### Task objective
Copy out all lines of the listing below that hold "grass".

*** Opening The records ***

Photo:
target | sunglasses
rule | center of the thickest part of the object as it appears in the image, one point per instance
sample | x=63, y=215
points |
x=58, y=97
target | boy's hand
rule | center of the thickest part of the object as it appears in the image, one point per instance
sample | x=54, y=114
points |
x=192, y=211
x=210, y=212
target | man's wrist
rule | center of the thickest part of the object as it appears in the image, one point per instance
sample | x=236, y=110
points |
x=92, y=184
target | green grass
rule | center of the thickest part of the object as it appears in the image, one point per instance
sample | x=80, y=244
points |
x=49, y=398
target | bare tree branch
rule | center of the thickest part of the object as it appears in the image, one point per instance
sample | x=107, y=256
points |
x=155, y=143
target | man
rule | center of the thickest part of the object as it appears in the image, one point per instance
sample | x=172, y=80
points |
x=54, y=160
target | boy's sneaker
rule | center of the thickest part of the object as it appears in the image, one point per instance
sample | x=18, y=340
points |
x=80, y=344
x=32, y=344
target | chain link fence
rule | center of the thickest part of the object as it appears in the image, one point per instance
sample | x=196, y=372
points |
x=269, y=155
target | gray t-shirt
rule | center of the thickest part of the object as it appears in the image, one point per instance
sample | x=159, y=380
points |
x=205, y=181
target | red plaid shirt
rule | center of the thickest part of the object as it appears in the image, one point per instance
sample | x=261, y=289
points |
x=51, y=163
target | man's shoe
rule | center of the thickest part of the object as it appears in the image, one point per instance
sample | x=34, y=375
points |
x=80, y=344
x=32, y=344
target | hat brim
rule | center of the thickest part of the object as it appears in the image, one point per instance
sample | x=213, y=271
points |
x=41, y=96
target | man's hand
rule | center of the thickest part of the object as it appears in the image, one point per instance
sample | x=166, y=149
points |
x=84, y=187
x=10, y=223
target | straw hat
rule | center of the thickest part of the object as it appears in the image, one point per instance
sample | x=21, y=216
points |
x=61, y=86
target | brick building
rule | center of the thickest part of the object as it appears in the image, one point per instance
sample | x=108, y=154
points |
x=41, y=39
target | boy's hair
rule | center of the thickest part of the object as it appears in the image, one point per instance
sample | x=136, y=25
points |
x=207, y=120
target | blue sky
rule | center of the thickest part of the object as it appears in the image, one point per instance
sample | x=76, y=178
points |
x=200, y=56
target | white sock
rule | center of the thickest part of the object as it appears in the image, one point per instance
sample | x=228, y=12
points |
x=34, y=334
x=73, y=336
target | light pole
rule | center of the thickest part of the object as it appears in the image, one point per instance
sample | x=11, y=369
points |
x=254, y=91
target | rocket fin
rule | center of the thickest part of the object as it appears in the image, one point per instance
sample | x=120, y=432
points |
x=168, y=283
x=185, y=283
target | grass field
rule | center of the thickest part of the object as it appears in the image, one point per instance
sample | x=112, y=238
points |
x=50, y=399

*** Closing The records ***

### Solution
target | green grass
target | grass field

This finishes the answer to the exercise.